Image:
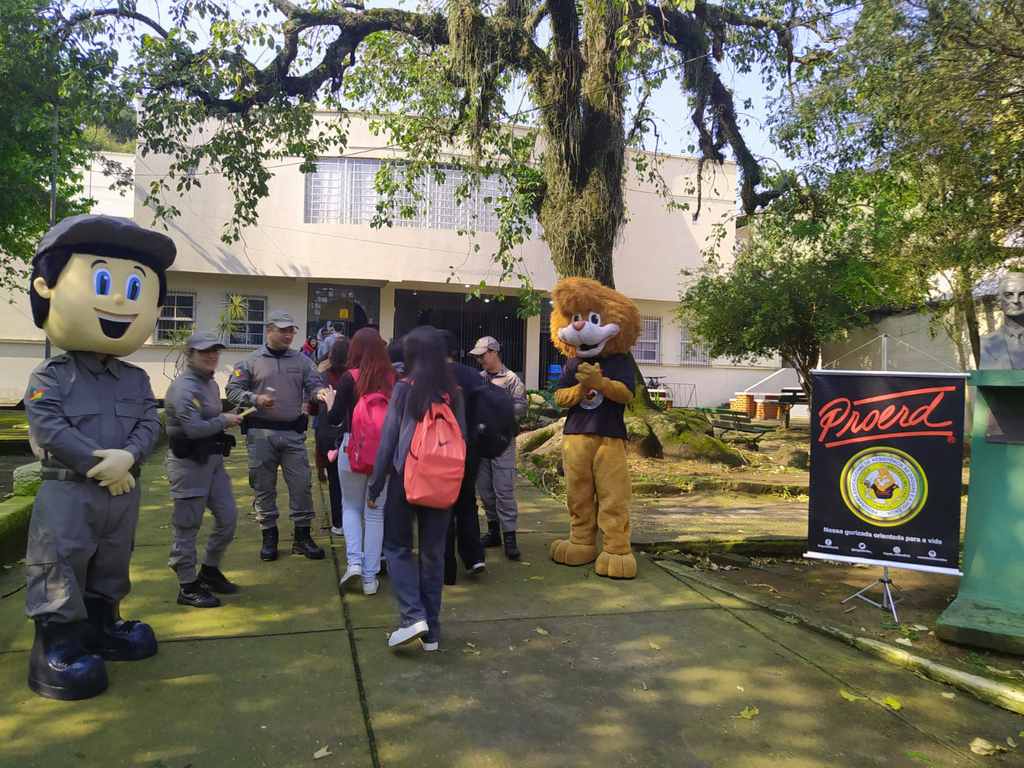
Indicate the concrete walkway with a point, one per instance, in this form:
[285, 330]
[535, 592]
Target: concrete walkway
[540, 666]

== == ==

[What you should do]: Would you return the records exactly, keeping out every picture?

[Exercise response]:
Image:
Indicate the concrete walkway with a point, one per instance, in this form:
[285, 330]
[535, 592]
Target: concrete walkway
[540, 666]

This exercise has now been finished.